___ Input data ___

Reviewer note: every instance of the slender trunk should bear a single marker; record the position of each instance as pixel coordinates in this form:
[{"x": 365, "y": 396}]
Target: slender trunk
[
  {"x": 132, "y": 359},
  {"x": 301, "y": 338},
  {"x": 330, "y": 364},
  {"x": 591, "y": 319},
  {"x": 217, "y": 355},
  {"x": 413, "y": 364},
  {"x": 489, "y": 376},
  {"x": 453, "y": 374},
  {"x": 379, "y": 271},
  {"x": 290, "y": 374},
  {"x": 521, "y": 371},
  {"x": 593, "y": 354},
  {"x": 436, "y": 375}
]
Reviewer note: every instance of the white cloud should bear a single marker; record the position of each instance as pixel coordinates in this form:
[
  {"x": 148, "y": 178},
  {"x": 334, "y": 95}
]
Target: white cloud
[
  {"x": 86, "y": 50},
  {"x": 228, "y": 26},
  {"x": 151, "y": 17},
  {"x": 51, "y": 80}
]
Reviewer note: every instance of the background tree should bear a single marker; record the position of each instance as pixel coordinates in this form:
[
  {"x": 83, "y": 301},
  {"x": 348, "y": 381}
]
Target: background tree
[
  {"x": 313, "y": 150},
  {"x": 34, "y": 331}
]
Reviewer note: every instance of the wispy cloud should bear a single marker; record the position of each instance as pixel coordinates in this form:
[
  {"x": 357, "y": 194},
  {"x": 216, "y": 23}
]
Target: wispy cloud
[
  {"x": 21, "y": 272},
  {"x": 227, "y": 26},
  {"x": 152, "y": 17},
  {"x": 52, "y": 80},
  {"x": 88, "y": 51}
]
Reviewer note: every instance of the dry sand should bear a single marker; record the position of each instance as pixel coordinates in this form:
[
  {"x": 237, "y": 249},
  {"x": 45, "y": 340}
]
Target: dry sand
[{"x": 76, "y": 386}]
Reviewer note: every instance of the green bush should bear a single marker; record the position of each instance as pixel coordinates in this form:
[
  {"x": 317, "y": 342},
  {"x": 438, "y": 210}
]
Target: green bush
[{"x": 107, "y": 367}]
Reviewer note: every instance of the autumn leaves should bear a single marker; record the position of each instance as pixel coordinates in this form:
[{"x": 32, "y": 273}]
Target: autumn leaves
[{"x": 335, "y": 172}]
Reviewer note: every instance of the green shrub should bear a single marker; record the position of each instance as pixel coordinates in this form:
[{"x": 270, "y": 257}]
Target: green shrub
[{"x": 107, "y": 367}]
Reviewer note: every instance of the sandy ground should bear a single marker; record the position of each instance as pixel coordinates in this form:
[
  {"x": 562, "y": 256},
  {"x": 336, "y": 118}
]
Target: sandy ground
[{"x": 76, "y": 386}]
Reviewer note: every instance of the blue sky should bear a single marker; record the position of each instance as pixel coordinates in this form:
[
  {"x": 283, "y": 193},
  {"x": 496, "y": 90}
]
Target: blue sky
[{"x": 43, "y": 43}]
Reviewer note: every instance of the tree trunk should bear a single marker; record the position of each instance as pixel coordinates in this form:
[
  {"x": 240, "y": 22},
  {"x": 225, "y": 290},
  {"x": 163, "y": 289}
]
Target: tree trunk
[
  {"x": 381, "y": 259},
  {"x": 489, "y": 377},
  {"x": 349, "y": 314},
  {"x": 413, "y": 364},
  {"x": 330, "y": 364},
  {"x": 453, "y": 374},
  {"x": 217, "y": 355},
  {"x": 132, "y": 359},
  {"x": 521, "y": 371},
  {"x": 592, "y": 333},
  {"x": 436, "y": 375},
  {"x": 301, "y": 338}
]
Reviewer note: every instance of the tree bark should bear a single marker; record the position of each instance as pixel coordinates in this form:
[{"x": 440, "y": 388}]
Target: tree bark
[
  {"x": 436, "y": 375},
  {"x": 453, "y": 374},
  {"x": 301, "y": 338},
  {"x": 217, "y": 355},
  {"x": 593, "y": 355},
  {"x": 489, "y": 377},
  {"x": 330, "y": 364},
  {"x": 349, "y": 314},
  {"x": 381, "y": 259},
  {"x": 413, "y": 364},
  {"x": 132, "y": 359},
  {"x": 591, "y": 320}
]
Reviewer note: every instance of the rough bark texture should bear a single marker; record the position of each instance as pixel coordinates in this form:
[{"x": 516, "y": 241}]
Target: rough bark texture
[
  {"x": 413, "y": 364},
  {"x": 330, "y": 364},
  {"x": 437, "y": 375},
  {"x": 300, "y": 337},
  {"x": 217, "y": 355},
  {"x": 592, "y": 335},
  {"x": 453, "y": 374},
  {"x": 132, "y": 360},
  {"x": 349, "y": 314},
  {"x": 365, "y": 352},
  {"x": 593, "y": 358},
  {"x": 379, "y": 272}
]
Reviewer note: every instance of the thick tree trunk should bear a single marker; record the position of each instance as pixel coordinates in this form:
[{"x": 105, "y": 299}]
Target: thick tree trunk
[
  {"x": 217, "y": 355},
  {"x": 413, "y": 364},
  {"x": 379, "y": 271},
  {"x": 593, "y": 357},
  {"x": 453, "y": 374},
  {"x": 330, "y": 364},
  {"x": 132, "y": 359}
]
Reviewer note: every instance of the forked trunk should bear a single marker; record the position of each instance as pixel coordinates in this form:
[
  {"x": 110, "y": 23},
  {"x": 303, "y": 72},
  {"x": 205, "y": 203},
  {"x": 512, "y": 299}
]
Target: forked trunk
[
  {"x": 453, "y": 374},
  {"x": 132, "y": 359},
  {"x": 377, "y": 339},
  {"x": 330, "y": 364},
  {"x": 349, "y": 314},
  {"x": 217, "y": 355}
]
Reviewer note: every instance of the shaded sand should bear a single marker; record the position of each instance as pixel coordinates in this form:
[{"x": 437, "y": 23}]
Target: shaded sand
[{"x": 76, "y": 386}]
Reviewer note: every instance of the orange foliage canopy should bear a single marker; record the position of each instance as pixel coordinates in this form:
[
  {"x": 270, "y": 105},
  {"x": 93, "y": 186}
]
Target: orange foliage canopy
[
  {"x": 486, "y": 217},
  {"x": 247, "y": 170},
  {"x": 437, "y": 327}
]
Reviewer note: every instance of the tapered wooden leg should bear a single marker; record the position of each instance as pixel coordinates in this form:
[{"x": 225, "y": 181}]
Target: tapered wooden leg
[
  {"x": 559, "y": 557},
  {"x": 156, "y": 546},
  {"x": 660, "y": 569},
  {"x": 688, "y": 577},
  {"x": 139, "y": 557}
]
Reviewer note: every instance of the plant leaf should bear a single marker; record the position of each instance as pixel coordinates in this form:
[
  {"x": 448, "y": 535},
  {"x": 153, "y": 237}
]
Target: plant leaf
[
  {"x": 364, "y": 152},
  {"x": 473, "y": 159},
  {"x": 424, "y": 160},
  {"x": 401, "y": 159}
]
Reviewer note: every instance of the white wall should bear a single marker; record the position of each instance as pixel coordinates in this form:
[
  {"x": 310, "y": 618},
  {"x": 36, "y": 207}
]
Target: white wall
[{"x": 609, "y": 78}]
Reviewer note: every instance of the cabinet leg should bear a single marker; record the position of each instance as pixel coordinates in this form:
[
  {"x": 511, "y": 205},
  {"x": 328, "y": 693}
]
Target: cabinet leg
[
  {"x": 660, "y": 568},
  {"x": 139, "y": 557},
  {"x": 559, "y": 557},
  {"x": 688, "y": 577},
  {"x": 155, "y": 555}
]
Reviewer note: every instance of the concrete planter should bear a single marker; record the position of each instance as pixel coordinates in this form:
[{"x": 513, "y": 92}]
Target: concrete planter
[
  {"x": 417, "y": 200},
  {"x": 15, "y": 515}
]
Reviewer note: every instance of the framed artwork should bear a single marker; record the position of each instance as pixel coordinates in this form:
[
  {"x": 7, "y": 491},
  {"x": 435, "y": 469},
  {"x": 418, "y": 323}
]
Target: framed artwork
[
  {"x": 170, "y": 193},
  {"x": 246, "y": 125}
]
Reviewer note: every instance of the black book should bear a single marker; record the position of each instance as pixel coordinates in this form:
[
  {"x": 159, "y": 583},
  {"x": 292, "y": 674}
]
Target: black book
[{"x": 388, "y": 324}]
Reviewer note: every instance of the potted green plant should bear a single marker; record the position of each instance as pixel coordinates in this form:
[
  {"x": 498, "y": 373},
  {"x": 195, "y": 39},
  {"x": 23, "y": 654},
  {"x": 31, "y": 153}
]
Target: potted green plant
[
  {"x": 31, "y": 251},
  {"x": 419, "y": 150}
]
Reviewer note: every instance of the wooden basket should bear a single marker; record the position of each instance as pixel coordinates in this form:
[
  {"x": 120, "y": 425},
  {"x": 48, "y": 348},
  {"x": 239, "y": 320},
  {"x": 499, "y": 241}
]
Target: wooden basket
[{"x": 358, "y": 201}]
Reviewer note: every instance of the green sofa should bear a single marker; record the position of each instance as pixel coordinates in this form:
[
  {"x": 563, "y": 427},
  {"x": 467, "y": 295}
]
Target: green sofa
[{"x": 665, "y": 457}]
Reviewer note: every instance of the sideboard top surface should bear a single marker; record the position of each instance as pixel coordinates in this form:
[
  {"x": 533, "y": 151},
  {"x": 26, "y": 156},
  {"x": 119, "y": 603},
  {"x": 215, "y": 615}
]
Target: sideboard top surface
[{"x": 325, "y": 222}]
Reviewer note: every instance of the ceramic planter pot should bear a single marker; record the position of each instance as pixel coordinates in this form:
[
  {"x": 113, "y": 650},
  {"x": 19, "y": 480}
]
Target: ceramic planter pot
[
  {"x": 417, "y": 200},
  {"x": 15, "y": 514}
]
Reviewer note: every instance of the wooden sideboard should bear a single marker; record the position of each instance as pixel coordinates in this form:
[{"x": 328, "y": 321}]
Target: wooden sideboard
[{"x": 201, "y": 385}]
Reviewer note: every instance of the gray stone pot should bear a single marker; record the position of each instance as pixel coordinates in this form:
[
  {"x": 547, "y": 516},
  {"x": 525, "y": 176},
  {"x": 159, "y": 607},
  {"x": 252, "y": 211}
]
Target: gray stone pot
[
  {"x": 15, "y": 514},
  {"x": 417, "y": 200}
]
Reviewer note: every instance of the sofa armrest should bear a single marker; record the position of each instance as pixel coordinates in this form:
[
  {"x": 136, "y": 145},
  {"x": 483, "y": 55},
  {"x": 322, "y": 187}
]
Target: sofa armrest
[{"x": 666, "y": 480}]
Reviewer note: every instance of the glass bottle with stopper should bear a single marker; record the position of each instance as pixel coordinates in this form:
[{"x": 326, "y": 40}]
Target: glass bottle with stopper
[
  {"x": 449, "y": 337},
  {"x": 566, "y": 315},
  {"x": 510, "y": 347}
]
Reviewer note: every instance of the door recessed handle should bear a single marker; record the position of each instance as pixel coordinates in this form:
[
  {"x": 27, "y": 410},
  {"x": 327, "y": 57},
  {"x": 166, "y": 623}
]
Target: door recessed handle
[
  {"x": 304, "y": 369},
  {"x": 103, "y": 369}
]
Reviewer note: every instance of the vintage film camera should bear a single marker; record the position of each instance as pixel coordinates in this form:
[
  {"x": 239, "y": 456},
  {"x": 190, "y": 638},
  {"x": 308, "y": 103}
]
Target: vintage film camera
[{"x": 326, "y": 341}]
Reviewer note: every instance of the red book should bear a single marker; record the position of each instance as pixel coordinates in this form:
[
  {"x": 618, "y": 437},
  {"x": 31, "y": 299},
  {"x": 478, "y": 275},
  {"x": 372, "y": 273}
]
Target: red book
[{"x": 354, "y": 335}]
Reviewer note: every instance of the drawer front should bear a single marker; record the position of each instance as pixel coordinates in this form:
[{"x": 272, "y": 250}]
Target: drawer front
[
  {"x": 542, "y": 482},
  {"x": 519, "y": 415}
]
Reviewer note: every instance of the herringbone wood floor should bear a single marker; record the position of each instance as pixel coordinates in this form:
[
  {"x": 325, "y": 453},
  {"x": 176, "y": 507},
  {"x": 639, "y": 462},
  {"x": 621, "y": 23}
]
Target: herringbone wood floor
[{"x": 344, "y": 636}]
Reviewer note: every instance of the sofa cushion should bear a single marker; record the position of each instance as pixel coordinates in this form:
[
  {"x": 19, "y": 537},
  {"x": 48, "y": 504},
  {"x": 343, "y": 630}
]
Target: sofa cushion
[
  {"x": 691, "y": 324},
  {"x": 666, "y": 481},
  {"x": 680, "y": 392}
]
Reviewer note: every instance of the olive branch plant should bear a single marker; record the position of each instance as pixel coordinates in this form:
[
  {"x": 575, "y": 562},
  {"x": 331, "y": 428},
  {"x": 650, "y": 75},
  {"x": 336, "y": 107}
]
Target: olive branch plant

___

→ Exercise details
Collect each line of the entries that has the word "olive", copying it in full.

→ Solved problem
Reviewer note: every instance of the olive branch plant should bear a single marker; record the position of each instance as pixel coordinates in this form:
Target: olive branch plant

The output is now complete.